● Provided records
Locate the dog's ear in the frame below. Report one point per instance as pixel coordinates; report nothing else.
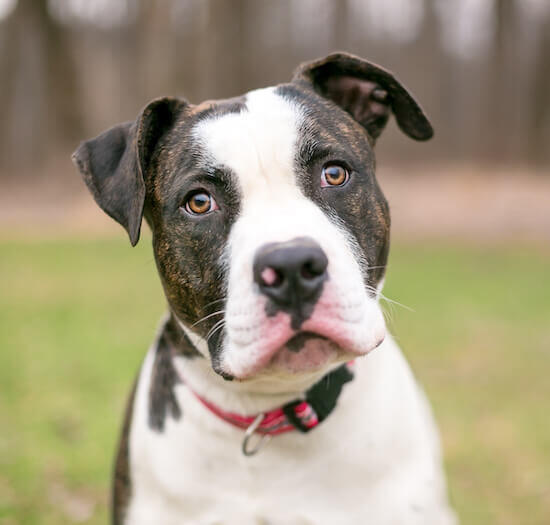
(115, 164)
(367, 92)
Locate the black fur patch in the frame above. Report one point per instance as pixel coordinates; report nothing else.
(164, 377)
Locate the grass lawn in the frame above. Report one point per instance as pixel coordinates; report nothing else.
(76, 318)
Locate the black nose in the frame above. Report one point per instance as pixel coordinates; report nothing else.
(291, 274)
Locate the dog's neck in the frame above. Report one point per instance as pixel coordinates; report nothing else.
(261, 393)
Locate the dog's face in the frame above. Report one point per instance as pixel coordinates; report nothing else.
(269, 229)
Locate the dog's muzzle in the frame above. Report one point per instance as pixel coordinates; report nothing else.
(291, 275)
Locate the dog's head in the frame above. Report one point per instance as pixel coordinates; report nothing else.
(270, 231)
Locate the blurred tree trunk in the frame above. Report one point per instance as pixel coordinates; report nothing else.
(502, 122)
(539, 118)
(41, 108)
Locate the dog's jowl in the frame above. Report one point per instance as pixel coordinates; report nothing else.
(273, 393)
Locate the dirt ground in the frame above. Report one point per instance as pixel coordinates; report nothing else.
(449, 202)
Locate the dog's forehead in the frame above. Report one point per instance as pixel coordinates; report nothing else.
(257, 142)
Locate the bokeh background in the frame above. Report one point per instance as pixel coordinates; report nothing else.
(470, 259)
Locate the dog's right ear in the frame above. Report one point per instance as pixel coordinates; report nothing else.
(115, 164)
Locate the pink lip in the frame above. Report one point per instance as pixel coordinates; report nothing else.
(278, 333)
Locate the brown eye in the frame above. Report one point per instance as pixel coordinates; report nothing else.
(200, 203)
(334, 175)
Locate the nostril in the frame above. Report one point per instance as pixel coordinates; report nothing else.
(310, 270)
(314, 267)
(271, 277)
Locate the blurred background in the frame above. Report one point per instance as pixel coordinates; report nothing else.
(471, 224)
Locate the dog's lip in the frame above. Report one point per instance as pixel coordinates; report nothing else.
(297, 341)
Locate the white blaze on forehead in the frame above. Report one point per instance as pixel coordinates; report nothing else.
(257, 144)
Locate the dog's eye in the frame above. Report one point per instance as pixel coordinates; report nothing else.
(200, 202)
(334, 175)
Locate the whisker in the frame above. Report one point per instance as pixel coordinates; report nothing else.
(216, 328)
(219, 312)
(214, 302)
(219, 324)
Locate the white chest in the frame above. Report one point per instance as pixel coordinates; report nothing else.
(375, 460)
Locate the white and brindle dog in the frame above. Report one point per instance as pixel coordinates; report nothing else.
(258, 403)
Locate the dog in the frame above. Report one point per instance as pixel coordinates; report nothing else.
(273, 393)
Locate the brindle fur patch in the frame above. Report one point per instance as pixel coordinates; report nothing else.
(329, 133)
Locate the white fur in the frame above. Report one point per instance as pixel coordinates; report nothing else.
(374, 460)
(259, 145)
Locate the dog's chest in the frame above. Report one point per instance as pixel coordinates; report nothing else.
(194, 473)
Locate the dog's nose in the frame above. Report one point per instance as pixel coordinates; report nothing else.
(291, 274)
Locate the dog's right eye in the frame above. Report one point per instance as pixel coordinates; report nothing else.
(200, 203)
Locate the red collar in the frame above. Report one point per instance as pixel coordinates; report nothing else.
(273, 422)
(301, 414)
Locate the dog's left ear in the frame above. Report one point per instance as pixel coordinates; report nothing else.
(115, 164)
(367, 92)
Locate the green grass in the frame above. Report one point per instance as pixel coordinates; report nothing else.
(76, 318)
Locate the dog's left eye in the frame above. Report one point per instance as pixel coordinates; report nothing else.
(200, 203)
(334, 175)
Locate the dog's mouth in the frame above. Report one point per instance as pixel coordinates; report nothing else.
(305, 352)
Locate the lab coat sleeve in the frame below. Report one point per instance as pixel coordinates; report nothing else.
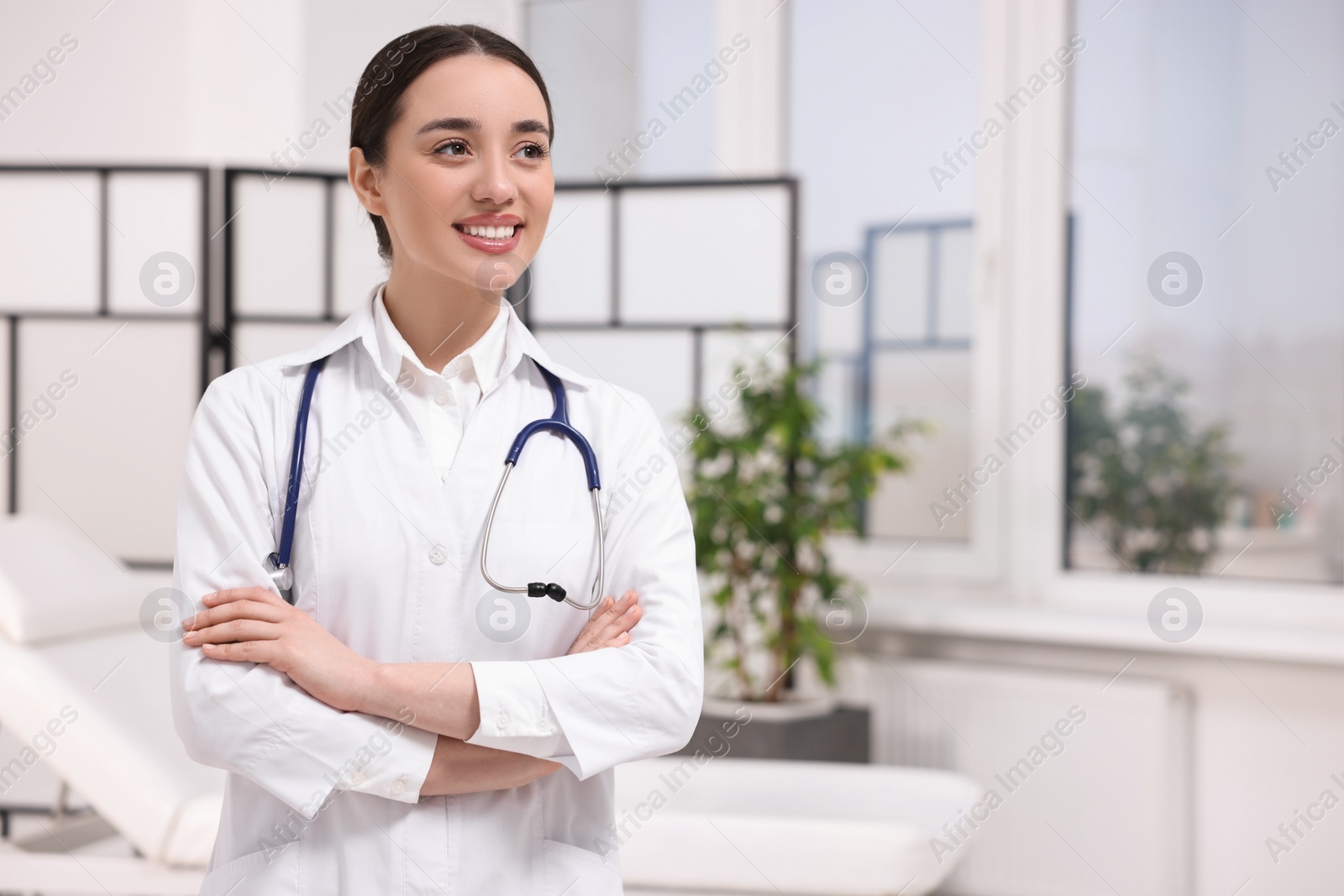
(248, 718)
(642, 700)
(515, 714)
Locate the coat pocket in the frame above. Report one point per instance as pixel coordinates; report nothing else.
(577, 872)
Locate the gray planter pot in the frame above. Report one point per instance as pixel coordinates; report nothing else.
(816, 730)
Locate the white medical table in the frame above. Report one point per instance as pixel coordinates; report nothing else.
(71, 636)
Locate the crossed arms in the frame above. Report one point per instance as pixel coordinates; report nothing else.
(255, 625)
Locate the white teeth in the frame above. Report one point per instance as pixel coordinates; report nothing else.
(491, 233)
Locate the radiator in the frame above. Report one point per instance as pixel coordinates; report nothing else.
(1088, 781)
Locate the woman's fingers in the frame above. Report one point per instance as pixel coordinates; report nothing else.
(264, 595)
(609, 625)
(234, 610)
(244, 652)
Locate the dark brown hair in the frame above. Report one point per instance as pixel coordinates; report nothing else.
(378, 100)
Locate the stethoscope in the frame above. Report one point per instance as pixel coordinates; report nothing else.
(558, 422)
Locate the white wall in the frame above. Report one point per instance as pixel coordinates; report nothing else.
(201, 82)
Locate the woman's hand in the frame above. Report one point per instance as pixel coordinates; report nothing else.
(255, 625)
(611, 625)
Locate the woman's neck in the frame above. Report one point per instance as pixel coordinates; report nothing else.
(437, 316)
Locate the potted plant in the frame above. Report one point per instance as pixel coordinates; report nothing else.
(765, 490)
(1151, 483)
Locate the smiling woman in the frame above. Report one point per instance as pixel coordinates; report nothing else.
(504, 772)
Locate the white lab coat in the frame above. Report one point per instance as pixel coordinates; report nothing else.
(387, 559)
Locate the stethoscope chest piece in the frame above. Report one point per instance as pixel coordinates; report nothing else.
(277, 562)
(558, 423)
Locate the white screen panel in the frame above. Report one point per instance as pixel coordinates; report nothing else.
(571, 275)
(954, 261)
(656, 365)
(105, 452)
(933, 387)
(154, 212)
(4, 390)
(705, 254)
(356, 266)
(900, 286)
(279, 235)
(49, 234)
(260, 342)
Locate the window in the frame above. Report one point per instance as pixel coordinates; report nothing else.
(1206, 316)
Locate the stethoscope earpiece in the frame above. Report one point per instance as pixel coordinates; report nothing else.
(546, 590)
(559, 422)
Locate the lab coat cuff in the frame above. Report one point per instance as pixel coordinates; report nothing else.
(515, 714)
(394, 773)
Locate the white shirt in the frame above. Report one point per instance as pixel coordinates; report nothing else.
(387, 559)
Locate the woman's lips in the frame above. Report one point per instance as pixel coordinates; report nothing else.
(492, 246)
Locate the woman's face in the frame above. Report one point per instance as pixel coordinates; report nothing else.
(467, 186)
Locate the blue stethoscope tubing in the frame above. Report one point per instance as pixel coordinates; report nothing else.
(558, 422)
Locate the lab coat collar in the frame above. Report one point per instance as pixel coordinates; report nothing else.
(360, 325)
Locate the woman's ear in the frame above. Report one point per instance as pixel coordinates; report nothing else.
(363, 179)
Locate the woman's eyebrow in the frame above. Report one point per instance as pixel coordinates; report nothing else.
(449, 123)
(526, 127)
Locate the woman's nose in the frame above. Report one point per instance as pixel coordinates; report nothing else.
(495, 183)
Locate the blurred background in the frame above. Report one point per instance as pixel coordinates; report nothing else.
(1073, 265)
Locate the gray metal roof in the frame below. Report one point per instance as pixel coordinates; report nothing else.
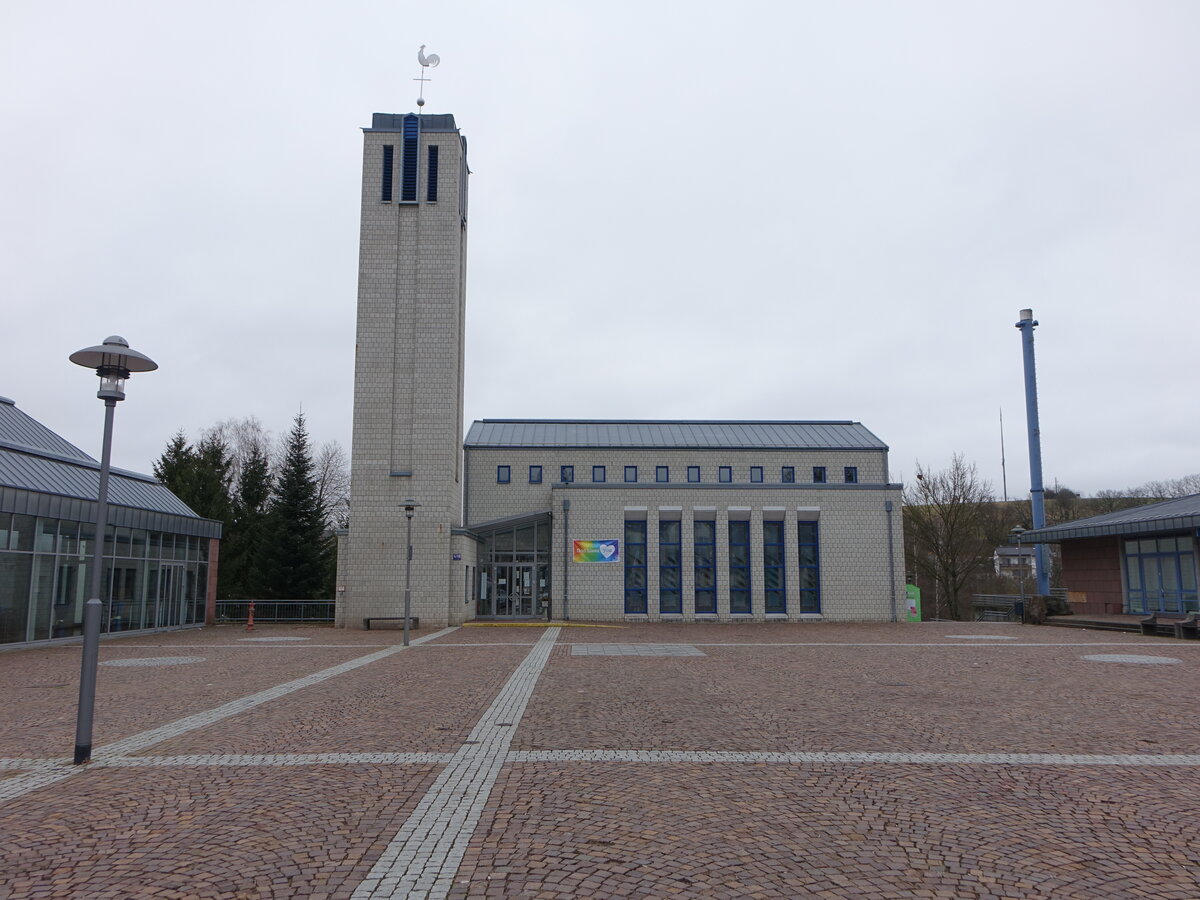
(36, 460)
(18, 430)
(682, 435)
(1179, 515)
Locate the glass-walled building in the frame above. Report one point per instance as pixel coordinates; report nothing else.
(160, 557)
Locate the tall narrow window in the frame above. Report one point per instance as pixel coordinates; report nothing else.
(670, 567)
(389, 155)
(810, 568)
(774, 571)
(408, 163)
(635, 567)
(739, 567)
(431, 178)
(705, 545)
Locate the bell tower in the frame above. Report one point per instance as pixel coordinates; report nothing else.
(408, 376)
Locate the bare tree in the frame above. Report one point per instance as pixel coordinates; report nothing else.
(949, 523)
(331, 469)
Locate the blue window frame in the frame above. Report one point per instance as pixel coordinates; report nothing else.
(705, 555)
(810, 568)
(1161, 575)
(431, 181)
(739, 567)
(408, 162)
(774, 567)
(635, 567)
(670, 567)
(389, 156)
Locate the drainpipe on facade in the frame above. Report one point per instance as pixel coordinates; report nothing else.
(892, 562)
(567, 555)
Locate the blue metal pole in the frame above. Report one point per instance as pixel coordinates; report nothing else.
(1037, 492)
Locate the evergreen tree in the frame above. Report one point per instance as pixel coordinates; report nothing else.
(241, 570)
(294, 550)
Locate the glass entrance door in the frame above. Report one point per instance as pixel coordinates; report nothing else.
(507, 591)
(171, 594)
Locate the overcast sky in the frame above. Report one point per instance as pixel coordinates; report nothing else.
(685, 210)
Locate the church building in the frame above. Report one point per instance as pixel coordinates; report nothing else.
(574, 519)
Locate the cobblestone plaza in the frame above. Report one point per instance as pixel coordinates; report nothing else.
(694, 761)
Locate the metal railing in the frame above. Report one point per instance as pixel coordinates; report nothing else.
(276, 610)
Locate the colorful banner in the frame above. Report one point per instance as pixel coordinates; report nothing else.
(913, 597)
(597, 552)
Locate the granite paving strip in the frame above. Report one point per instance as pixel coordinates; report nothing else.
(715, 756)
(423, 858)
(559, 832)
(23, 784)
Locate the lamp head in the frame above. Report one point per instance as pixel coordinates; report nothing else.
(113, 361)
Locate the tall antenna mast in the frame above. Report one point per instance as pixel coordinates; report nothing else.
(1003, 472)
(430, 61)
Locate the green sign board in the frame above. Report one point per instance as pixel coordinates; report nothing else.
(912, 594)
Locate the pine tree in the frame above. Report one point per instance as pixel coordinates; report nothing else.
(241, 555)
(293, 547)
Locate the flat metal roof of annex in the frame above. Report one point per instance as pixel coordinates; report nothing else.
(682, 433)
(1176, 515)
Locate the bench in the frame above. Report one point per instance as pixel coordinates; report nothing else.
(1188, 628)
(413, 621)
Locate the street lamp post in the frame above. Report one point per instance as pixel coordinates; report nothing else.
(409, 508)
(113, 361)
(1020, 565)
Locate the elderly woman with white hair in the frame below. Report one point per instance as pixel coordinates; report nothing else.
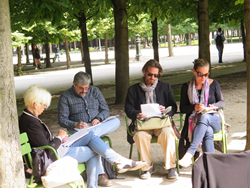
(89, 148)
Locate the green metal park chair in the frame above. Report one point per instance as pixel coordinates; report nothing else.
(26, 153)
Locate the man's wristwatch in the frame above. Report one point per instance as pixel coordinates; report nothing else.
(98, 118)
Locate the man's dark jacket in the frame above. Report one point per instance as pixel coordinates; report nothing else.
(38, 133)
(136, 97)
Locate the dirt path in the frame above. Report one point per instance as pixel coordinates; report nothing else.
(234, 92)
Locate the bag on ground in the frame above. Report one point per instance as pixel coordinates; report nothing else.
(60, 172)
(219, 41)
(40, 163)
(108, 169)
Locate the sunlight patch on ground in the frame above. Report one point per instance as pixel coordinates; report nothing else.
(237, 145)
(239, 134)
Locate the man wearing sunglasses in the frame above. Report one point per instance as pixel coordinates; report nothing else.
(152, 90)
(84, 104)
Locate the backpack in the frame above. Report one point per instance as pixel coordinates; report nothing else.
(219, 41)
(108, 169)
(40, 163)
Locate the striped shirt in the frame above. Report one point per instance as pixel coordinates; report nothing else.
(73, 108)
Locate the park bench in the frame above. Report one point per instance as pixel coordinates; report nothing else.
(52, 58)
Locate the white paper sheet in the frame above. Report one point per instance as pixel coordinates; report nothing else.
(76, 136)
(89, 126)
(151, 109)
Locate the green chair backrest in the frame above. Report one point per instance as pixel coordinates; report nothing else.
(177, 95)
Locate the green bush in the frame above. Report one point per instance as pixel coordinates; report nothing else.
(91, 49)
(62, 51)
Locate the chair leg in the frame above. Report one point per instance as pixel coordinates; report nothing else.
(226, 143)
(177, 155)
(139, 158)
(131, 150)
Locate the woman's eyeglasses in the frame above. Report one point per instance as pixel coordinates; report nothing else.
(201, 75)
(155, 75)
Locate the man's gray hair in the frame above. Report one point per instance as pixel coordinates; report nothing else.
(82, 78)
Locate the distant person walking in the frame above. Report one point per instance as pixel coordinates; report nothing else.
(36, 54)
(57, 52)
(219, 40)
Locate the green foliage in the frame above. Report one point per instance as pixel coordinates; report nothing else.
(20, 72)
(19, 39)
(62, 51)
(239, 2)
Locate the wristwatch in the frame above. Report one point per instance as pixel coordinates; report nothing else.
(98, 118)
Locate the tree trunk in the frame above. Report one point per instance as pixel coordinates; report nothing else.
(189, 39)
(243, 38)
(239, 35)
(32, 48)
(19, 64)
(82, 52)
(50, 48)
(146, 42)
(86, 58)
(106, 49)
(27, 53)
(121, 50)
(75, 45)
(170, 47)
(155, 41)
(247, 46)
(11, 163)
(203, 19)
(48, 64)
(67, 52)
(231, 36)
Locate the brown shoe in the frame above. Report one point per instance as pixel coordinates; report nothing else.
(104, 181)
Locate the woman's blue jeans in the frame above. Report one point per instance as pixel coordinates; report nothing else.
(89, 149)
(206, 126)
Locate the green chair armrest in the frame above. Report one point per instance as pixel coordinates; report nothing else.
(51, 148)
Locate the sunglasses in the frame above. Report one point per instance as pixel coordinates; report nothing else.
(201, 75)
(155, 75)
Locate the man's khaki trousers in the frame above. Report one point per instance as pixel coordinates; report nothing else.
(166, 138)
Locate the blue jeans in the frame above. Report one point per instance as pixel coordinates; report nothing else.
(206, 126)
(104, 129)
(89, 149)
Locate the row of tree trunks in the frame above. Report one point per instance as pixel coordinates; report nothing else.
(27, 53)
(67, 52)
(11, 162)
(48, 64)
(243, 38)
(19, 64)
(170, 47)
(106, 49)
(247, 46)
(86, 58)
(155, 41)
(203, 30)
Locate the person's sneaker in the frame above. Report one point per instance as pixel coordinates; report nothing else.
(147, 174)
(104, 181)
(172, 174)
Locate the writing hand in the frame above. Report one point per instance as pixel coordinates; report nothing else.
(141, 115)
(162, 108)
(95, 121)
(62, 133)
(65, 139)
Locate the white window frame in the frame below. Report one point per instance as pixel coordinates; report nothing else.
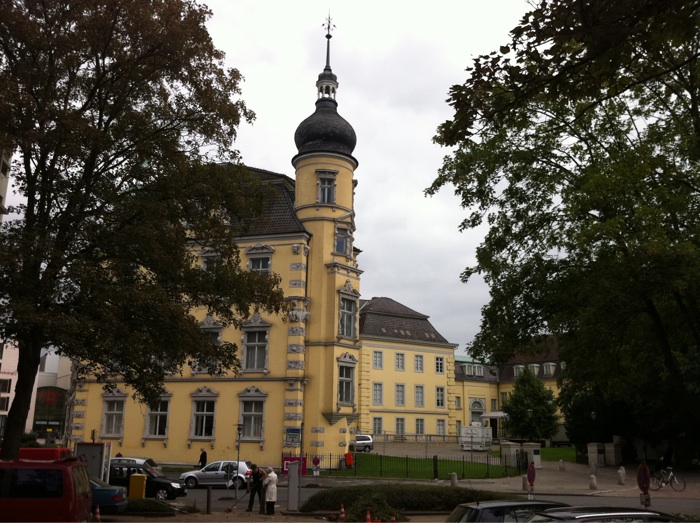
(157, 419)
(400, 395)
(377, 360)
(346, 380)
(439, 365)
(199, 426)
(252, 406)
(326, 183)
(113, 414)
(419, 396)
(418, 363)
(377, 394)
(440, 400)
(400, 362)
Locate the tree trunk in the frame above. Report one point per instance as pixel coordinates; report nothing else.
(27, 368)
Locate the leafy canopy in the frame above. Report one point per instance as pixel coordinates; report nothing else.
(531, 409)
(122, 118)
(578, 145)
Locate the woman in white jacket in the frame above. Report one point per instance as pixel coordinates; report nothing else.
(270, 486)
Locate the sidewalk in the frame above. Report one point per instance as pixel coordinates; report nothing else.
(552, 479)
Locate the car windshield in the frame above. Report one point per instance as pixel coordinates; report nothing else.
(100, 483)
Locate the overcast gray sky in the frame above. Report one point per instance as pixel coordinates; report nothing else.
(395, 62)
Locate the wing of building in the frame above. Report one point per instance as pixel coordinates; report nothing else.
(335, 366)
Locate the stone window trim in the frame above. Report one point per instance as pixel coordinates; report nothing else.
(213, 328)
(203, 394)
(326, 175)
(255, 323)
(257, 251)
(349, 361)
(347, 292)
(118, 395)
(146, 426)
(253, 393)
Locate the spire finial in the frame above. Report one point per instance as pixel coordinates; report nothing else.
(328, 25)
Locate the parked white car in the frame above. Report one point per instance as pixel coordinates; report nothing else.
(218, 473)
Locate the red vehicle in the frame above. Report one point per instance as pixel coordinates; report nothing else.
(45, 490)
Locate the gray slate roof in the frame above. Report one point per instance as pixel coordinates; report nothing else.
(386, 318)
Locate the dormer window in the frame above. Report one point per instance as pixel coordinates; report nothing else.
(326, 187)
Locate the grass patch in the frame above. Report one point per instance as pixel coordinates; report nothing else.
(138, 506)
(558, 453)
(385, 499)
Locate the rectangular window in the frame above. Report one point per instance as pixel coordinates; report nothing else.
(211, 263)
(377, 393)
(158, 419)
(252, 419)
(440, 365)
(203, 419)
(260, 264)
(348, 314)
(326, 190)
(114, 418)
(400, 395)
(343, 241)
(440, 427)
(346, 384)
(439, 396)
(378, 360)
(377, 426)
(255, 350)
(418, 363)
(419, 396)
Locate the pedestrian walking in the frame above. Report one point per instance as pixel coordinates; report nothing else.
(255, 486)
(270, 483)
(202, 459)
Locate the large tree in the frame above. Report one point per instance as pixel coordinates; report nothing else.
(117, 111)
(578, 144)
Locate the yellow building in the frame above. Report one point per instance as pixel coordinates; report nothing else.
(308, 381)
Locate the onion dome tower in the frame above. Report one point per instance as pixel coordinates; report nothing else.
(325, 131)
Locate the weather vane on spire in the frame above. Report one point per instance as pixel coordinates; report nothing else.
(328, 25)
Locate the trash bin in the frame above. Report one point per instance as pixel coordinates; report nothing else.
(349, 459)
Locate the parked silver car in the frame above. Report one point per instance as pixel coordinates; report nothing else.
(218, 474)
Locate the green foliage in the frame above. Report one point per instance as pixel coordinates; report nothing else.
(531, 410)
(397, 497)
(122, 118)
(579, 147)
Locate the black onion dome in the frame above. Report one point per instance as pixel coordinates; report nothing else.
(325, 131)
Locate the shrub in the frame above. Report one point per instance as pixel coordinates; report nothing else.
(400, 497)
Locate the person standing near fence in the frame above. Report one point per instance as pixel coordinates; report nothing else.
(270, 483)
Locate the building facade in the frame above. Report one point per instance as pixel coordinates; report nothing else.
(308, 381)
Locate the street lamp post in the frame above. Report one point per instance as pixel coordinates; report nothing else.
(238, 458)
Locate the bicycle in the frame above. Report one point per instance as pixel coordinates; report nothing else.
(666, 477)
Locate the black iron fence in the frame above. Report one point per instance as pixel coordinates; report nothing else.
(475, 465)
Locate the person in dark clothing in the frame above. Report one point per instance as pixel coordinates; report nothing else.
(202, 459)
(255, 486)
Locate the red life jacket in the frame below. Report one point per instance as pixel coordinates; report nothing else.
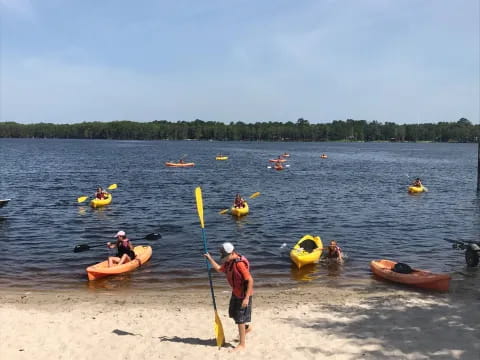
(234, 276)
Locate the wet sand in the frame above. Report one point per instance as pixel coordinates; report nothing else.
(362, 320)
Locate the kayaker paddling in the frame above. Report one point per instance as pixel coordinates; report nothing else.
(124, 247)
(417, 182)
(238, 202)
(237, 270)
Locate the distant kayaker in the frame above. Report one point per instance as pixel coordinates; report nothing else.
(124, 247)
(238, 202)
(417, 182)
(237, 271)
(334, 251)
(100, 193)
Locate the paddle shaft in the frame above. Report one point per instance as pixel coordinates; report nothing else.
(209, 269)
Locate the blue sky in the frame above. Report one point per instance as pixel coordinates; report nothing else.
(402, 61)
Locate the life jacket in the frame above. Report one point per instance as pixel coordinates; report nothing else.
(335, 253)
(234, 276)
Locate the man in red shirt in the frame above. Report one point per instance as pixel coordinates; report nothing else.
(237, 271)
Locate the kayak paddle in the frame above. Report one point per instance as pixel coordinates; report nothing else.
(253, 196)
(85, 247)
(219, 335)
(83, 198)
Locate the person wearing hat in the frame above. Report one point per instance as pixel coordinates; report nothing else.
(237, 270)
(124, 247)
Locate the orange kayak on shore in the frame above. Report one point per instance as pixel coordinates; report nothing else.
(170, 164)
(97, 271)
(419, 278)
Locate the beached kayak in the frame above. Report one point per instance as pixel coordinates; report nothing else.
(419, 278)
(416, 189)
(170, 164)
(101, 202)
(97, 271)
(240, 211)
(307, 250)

● What the task asks
Repeat only the lines running from the line that contains "Locate the wet" through the last line above, inclusive.

● Output
Locate the wet sand in the frame above. Report one point per instance as pixel coordinates; report nothing else.
(362, 320)
Locate the kayaker paddling in the frame above. Report one point per instance as pixel coordinates; report nothing else.
(124, 247)
(417, 182)
(238, 202)
(237, 270)
Locate the distant kayaker in the frame above. Report one point per instance as pixel coordinates; report nothing else.
(124, 247)
(238, 202)
(417, 182)
(237, 271)
(334, 251)
(100, 193)
Locate the paddle shaft in the frame above. Report one point per instance as pixel coordinates; report nothing else.
(209, 269)
Locate the blue sky in the frame above. Report one point per instance as pixel coordinates; report nothing else.
(402, 61)
Locate the life jacket in the frame above. Report one point per instance as pixel coordinates; report nothing else.
(335, 253)
(234, 276)
Locate the man in red shirt in the frame above. Report one point per instance as pixel coordinates; report nothing else.
(237, 271)
Locate the kayak paddle in the frame above. Report one point per instance as pixel coordinates; report nothing else.
(253, 196)
(85, 247)
(219, 335)
(83, 198)
Locate the person wearing hat in the frame above. Report one point per instance as pixel coordinates; report nothing else.
(237, 270)
(124, 247)
Locate the orange kayak on shore in the frame above. Report one point per instance as pixel coordinates; report nothing else.
(170, 164)
(97, 271)
(419, 278)
Locate the beached kayak in the frame above. Report one point per instance as pixel coordinates; report nothing else.
(419, 278)
(416, 189)
(170, 164)
(101, 202)
(97, 271)
(240, 211)
(307, 250)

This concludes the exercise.